13 декабря 2014 года Валаамский монастырь отмечает 25-летие возрождения. Своими воспоминаниями о начале новой жизни обители с журналом «Монастырский вестник» поделился игумен Спасо-Преображенского Валаамского монастыря, епископ Троицкий Панкратий.
— Владыка, расскажите, пожалуйста, как начиналось Ваше послушание на Валааме? Помните ли Вы свое первое впечатление от обители?
— Начнем издалека. Вы, наверное, знаете, что я выходец из Троице-Сергиевой лавры. Постриг принимал у преподобного Сергия Радонежского. В Лавре нес различные послушания: трудился в издательском отделе, был экономом. А в 1992 году в составе одной делегации попал на Афон. И хотя я пробыл на Святой Горе очень недолго, Афон буквально «захватил» меня.
Это было еще до всех тех грандиозных восстановительных работ, которые начались на Афоне гораздо позже. Можно даже сказать, что я еще застал старый Афон; здания были в очень плохом состоянии и действительно нуждались в реставрации, их, конечно же, необходимо было восстанавливать. Но сама атмосфера вековой традиции, традиции молитвы создавалась здесь веками – и все было живым. И мне очень захотелось остаться на Афоне. По возвращении я подал соответствующий рапорт, покойный ныне Патриарх Алексий II (с Его Святейшеством мы были знакомы по служению в Лавре) вроде бы даже и не возражал.

> **Сохранённый список**:

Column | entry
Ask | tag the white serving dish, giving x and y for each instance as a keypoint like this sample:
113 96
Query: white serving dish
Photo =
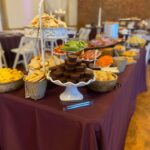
50 33
71 92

> **Задание**:
Продолжите интервью епископа Панкратия о Валааме сразу после его последнего предложения. Список не имеет отношения к интервью.

> **Ответ**:
В общем, все шло к тому, что я должен был уехать на Святую Гору. Но в конце 1992-го года Святейший Патриарх вызвал меня к себе и сказал: «Вы хотели на Афон, а я предлагаю Вам поехать на Северный Афон». И спросил, согласен ли я быть наместником Валаамского монастыря. Я ответил тогда: «Ваше Святейшество, я Ваш послушник, как Вы скажете, так и будет».
Так на послушание я отправился на наш Северный Афон – на Валаам, который после Троице-Сергиевой лавры с ее благолепием показался мне действительно очень северным.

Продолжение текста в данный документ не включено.